Problem statement >> Return the stretch of the material from the line containing "armchair leg, placing" through the end of the material, unchanged and line for line.
───── Information provided ─────
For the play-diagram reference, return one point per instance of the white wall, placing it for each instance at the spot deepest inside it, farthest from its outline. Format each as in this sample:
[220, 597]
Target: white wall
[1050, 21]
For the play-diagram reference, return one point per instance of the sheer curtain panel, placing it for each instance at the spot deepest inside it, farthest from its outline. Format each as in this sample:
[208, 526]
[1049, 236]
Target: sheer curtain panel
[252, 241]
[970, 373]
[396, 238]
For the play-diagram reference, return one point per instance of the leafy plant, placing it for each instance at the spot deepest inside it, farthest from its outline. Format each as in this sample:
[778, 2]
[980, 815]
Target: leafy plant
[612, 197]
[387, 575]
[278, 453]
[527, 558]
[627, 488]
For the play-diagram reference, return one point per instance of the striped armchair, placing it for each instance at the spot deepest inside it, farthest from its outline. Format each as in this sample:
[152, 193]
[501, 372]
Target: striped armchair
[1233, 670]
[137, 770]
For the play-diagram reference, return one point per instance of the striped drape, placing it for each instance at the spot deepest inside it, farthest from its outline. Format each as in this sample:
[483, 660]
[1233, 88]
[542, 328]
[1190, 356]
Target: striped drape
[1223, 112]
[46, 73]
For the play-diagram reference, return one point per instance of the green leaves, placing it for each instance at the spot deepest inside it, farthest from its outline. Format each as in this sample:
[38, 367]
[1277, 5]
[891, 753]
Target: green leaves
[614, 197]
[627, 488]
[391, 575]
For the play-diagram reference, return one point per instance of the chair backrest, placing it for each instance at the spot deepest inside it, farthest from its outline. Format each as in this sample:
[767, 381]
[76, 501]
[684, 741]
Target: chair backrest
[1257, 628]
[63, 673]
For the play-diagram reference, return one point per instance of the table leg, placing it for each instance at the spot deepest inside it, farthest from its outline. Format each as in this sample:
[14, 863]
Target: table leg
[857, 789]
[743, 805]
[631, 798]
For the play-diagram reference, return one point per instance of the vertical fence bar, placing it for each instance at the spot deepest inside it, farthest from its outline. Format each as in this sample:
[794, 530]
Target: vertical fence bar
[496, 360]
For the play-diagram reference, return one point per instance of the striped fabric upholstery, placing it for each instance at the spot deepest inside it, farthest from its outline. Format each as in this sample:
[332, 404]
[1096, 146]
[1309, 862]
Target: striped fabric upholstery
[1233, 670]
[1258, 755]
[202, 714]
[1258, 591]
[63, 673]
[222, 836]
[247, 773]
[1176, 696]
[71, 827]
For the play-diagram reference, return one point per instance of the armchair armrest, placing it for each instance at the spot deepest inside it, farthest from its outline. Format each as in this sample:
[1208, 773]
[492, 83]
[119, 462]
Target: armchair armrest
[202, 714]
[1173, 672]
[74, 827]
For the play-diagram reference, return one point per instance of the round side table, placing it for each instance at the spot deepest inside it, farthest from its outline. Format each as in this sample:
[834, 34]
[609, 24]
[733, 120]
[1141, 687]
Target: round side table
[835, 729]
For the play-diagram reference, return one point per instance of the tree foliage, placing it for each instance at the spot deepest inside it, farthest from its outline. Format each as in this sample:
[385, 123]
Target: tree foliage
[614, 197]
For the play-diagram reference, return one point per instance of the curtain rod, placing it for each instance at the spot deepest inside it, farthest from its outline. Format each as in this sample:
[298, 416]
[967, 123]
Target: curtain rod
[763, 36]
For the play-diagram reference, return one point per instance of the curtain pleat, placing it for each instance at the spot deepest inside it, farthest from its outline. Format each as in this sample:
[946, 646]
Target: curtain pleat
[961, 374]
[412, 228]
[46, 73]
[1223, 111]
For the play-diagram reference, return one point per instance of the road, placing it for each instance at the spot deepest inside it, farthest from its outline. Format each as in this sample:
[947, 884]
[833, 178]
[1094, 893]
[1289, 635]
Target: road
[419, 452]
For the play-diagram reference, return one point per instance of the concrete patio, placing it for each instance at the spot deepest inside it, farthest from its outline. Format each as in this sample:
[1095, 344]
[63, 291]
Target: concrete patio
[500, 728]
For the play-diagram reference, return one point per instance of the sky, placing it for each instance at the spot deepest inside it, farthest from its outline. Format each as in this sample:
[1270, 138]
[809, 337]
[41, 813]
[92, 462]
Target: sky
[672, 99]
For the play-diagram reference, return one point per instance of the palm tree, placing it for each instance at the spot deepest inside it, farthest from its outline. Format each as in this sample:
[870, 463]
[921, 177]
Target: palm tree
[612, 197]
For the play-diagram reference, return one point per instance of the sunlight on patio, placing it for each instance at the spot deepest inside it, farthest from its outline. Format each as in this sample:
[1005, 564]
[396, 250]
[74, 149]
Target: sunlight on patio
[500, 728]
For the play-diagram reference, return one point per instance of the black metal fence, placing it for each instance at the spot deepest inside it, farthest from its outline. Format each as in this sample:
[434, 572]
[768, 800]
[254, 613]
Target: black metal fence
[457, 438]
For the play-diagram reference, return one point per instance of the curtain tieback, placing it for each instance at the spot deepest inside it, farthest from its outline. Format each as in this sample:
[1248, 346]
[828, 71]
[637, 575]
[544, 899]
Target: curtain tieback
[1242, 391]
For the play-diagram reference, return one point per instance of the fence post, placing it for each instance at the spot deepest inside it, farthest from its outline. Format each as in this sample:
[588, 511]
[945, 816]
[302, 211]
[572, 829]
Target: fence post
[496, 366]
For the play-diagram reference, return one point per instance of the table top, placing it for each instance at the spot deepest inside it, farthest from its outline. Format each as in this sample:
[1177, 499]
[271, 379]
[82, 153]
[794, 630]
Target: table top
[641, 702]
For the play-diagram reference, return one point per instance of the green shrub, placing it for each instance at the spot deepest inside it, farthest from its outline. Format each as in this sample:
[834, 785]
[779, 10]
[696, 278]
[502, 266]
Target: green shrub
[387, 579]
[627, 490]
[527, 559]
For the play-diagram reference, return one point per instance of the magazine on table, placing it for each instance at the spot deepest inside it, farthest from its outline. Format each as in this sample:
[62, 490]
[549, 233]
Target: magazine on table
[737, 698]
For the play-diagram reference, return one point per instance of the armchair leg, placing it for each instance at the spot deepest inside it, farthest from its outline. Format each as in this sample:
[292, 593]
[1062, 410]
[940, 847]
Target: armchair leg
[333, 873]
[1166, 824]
─────
Written solution >>
For the play-diagram reference, return one point per instance of the armchair leg, placing it for each instance at the spot deepest inside it, farthest from its outline. Format each as in this sample:
[292, 593]
[1062, 410]
[940, 847]
Target: armchair leg
[333, 873]
[1166, 824]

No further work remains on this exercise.